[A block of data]

┌──

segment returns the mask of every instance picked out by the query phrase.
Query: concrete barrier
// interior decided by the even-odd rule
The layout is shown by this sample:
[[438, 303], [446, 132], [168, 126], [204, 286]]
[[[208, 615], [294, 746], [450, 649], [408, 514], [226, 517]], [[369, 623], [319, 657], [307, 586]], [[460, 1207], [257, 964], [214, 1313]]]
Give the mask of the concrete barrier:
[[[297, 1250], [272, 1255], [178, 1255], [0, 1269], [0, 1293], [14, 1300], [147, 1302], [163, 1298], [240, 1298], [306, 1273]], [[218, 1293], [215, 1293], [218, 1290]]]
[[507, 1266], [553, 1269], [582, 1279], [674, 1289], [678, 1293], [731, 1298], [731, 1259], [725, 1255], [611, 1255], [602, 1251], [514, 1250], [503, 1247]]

└──

_The exercise_
Reproduce the material verbatim, from its first line through the line containing "1293], [218, 1290]]]", with that line included.

_Solved problem_
segment returns the mask of every instance picked out by the query phrase.
Query: concrete barrier
// interior decided by the even-odd rule
The layout is shown by this sample:
[[438, 303], [446, 132], [168, 126], [204, 286]]
[[[208, 615], [294, 746], [450, 649], [408, 514], [226, 517]], [[369, 623], [319, 657], [307, 586]], [[460, 1207], [257, 964], [214, 1313]]]
Give the mask of the concrete barrier:
[[[297, 1250], [272, 1255], [178, 1255], [0, 1269], [0, 1293], [14, 1300], [147, 1302], [163, 1298], [240, 1298], [306, 1273]], [[218, 1293], [215, 1293], [218, 1290]]]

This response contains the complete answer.